# at what point do i scrap my car?



## elefantfresh (18 Jul 2006)

i'm driving a 96 fiesta with 70k on the clock - its going ok but theres 3 or 4 things wrong and i have it booked in for a service this thurs. at what point do i stop putting money into it and just go and buy a new car? i was thinking if it cost me >1000e to fix everything and i got another couple of years out of it then it would be worth it or am i just throwing money away and should bite the bullet and go and get something newer?


----------



## Dipole (18 Jul 2006)

There would want to be a hell of a lot wrong with a ford fiesta to be charged €1,000 to fix; they are about the cheapest car to fix and work on that you could hope for.  
You can go in to Halfords and get practically any part for a Fiesta for pocket money.
Old model fords aren't as reliable as Japanese cars but they are sooo cheap to fix that it evens out.


----------



## RS2K (18 Jul 2006)

What is wrong with it?

@70k miles it's still good for another while, or should be.


----------



## nt00deep (18 Jul 2006)

I've 150k on my car (not a Fiesta) and the maintenance costs are no worse now than they were a half-life ago.  Still a lot of life in your Fiesta.


----------



## tiger (18 Jul 2006)

In a similar boat myself (98 megane for the NCT on Mon, fingers crossed!!).

I reckon any car loses 20% of it's current value each year (or about 50% over 3 years).  So even a replacement "banger" at €5000 will have lost €1000 after a year.

The other main consideration of course is reliability, it's not as much spending the money on repairs but knowing the car will start/run when you need it.


----------



## ACA (19 Jul 2006)

I had a 97 Fiat Cinquecento (91k on the clock) for 5 years (adored the low petrol usage,easy parking, 1.1 engine so quite nippy) My husband hated it because of the safety aspect (no air-bags, so small that a minor collision could have meant me wearing the engine!) Finally bit the bullet on 1st July and bought a Yaris - can't understand why I resisted so long - although I do miss the sun-roof, esp. after the weather this week!!

It really depends on your other outlays elefantfresh - mortgage, credit union loan, credi card bills etc. IMO you can't put a price on your life or your family's lives. On the other hand, if you're happy with the Fiesta and wouldn't have problems if you were car-less for a few days, in the event of repairs etc. no point shelling out €15-20K. Fiestas are good runners, not rustbuckets and hold their value quite well. Even at 10 yrs old, the low mileage should mean its worth around €2000-2500 privately or trade-in.

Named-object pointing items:
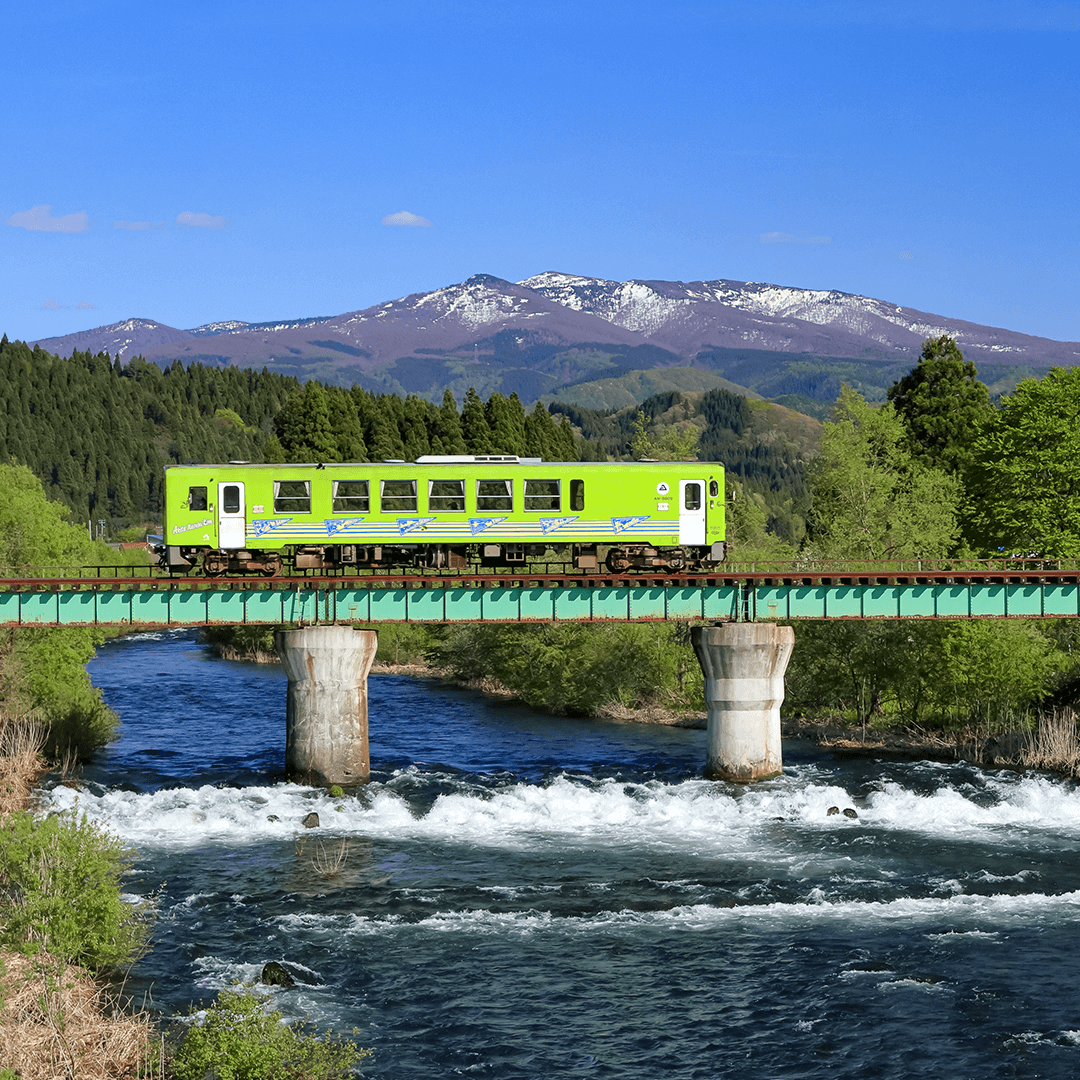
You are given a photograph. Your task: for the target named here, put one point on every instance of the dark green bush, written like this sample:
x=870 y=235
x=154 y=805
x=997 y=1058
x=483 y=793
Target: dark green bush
x=241 y=1039
x=59 y=892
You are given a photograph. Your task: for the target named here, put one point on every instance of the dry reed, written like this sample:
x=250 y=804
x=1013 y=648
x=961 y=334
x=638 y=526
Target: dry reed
x=57 y=1022
x=21 y=742
x=328 y=860
x=1053 y=744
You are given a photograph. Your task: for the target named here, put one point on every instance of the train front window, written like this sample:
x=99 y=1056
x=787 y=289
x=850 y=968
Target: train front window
x=292 y=497
x=542 y=495
x=397 y=496
x=446 y=495
x=351 y=497
x=494 y=495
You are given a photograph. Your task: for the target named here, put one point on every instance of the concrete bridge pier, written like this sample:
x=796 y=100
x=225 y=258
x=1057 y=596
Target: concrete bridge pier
x=744 y=664
x=326 y=715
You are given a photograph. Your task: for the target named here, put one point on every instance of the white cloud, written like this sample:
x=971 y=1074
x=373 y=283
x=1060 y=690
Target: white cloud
x=193 y=220
x=404 y=217
x=793 y=238
x=40 y=219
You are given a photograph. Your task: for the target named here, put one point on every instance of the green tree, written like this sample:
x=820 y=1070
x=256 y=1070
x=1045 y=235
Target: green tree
x=44 y=670
x=474 y=424
x=241 y=1038
x=943 y=406
x=872 y=500
x=670 y=444
x=304 y=426
x=59 y=892
x=448 y=427
x=1024 y=482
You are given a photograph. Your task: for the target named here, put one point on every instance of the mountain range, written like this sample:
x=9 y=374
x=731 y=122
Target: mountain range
x=551 y=333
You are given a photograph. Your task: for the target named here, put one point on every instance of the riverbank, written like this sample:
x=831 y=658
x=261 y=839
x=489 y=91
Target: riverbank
x=57 y=1020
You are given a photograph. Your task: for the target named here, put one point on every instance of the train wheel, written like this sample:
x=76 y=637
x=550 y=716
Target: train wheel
x=272 y=567
x=214 y=565
x=617 y=562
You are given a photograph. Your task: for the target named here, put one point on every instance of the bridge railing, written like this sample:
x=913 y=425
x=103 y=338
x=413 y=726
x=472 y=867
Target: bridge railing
x=13 y=578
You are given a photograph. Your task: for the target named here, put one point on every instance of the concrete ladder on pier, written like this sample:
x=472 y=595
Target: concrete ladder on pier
x=326 y=715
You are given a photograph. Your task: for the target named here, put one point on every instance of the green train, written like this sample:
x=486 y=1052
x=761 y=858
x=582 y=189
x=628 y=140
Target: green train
x=451 y=512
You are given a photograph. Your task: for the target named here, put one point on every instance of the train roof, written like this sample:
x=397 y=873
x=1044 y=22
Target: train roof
x=431 y=459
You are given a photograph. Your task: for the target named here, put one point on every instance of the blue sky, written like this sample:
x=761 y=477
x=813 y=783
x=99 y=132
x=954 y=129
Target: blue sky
x=257 y=161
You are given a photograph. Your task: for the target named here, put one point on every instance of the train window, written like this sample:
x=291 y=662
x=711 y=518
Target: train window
x=445 y=495
x=292 y=497
x=397 y=496
x=351 y=497
x=494 y=495
x=542 y=495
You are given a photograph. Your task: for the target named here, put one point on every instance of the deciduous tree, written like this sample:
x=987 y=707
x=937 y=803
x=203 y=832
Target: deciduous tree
x=1024 y=481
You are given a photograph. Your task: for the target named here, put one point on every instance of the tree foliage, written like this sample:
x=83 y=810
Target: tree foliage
x=239 y=1037
x=59 y=892
x=97 y=433
x=942 y=405
x=328 y=423
x=872 y=500
x=948 y=673
x=43 y=671
x=1024 y=481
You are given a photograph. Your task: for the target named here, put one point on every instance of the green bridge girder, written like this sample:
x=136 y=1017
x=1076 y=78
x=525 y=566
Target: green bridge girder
x=164 y=604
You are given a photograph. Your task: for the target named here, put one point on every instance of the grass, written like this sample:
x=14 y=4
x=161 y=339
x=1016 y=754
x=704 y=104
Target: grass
x=21 y=760
x=56 y=1020
x=1053 y=744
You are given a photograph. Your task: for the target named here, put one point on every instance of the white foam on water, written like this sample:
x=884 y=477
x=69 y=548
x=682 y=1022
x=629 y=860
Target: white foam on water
x=1001 y=913
x=694 y=815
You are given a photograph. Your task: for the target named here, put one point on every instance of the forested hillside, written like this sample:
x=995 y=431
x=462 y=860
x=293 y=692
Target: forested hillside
x=98 y=434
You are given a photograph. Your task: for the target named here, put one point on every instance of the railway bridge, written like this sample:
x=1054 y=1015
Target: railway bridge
x=329 y=643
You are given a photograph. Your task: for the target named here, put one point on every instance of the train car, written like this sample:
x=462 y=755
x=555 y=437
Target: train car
x=443 y=511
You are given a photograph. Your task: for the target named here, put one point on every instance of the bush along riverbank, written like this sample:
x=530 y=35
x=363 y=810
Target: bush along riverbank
x=67 y=932
x=64 y=931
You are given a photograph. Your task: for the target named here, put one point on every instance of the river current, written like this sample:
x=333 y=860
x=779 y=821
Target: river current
x=523 y=896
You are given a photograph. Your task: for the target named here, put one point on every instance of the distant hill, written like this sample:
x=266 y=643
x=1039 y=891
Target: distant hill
x=555 y=331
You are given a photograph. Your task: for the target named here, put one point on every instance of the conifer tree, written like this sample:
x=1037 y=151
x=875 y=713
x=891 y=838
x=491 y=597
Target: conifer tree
x=474 y=424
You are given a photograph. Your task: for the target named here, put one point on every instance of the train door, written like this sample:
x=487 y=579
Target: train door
x=230 y=515
x=691 y=511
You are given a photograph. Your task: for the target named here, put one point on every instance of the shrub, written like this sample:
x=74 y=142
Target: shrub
x=59 y=892
x=242 y=1039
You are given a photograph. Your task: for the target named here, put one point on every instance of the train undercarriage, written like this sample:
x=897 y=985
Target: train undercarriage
x=613 y=558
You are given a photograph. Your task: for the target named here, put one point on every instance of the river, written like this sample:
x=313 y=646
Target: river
x=525 y=896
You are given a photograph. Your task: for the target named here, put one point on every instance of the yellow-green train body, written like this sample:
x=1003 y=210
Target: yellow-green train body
x=443 y=512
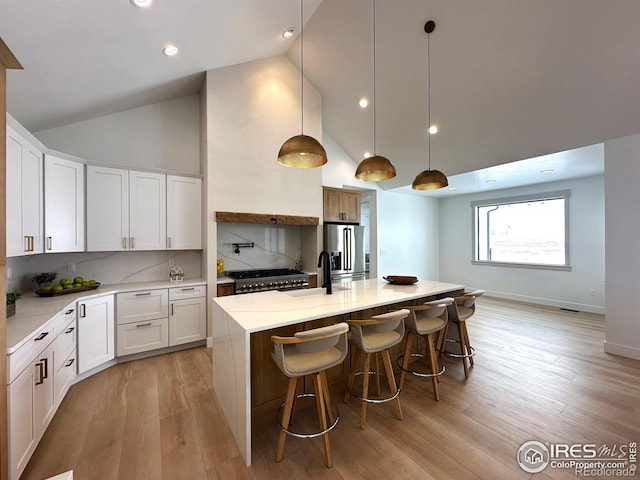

# Task requirements:
Reproduce the portion of the car-scrapping thread above the items from "What is wrong" to "in your Fiesta.".

# Response to the task:
What is wrong with it?

@70k miles it's still good for another while, or should be.


----------



## nt00deep (18 Jul 2006)

I've 150k on my car (not a Fiesta) and the maintenance costs are no worse now than they were a half-life ago.  Still a lot of life in your Fiesta.